- **DESKRIPSI SOAL**
Ulangi seluruh teks tentang bayi tabung di bawah ini tanpa mengubah satu kata pun.

- **KUTIPAN SUMBER**
☆ ☆ ☆

Dewasa ini, perkembangan ilmu pengetahuan dan kemajuan teknologi moderen dalam bidang biologi dan kedokteran sangatlah berkembang pesat. Dengan adanya hal ini, maka muncul inseminasi buatan atau yang biasa disebut dengan bayi tabung. Bayi tabung (IVF) merupakan suatu cara atau usaha pasangan suami istri agar bisa memperoleh keturunan tanpa melakukan hubungan suami istri yakni dengan pembuahan dalam tabung. Ada beberapa faktor yang pada akhirnya pasangan suami istri memutuskan untuk melakukan program bayi tabung, yaitu adanya kelainan pada tuba falopinya, faktor kekebalan, sperma suami yang kurang baik, radang selaput lendir pada rahim, dan ada beberapa faktor lainnya yang tidak bisa diterangkan sebabnya. Program bayi tabung memiliki manfaat yang begitu besar bagi pasangan suami istri yang ingin memiliki keturunan namun tidak dapat hamil. Program ini tentunya juga bisa menimbulkan risiko jika terjadi penyalahgunaan apabila dilakukan oleh orang yang beretika, beriman, dan tidak beragama.

☆ ☆ ☆

- **DATA UNTUK DITINJAU**
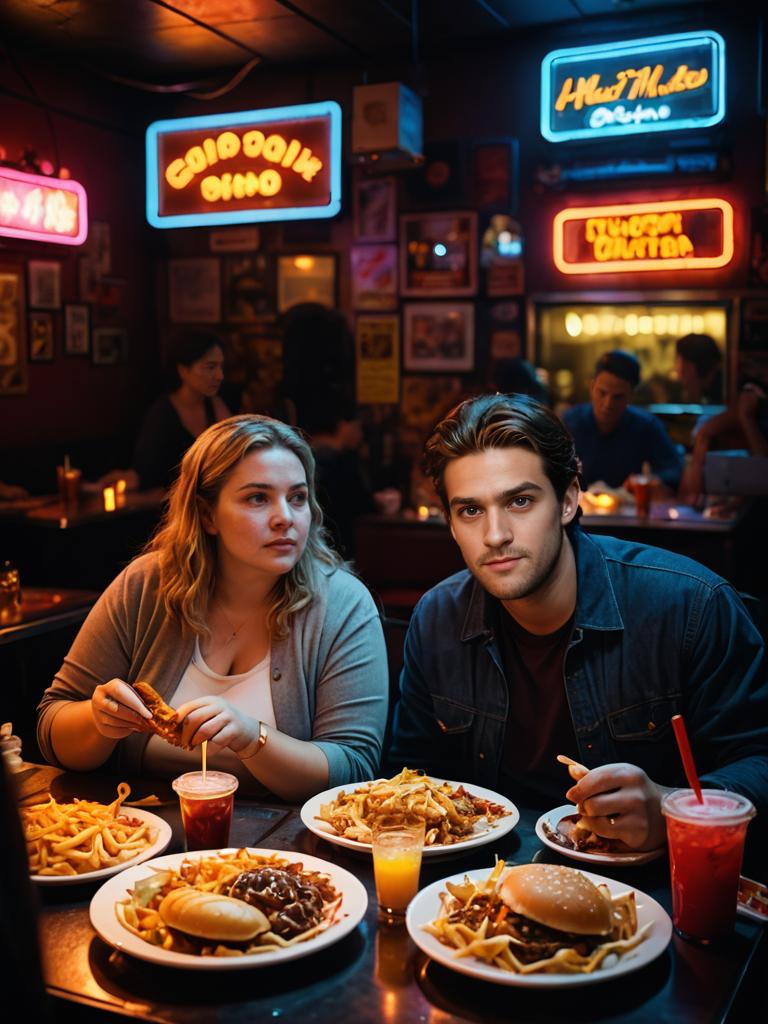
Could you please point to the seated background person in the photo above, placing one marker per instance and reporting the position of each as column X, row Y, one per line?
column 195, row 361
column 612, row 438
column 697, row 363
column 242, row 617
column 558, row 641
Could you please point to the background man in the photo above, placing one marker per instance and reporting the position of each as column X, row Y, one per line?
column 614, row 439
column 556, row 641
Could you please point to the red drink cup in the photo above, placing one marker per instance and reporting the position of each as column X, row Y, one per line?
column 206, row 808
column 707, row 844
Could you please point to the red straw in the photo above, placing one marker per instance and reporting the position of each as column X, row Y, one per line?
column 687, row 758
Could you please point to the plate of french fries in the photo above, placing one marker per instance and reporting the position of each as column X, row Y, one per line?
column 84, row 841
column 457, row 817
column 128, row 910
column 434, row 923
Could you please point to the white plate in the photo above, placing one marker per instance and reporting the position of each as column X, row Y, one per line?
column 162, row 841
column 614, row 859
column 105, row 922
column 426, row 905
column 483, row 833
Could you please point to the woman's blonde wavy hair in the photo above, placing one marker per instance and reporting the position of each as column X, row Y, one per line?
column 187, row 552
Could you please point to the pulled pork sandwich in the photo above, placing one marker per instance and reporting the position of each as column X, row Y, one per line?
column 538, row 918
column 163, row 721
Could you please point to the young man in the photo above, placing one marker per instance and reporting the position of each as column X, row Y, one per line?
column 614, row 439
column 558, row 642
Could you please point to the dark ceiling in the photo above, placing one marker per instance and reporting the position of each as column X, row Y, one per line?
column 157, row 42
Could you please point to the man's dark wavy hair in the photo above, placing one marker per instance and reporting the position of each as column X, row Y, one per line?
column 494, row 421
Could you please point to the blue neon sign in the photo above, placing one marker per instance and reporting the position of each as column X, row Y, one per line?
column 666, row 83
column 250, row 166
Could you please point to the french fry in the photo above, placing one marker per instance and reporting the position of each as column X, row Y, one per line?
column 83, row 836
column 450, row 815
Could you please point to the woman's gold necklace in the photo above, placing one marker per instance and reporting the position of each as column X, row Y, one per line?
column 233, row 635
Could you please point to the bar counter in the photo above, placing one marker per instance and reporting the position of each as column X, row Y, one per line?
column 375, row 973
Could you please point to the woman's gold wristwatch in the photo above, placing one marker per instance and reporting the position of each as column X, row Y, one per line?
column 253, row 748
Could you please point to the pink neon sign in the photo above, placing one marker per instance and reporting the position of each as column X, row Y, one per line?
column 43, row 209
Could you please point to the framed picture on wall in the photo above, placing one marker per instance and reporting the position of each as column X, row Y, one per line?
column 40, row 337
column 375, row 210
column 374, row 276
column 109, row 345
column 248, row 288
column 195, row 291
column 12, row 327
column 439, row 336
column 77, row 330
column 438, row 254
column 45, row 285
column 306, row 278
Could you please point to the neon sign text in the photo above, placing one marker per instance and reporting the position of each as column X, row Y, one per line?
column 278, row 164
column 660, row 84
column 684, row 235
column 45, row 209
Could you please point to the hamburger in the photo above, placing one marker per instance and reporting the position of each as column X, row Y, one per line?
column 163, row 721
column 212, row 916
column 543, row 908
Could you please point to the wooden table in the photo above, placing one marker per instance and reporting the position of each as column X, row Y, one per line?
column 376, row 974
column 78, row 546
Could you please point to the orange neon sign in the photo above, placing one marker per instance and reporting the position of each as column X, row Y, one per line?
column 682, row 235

☆ ☆ ☆

- **HASIL LATIHAN**
Dewasa ini, perkembangan ilmu pengetahuan dan kemajuan teknologi moderen dalam bidang biologi dan kedokteran sangatlah berkembang pesat. Dengan adanya hal ini, maka muncul inseminasi buatan atau yang biasa disebut dengan bayi tabung. Bayi tabung (IVF) merupakan suatu cara atau usaha pasangan suami istri agar bisa memperoleh keturunan tanpa melakukan hubungan suami istri yakni dengan pembuahan dalam tabung. Ada beberapa faktor yang pada akhirnya pasangan suami istri memutuskan untuk melakukan program bayi tabung, yaitu adanya kelainan pada tuba falopinya, faktor kekebalan, sperma suami yang kurang baik, radang selaput lendir pada rahim, dan ada beberapa faktor lainnya yang tidak bisa diterangkan sebabnya. Program bayi tabung memiliki manfaat yang begitu besar bagi pasangan suami istri yang ingin memiliki keturunan namun tidak dapat hamil. Program ini tentunya juga bisa menimbulkan risiko jika terjadi penyalahgunaan apabila dilakukan oleh orang yang beretika, beriman, dan tidak beragama.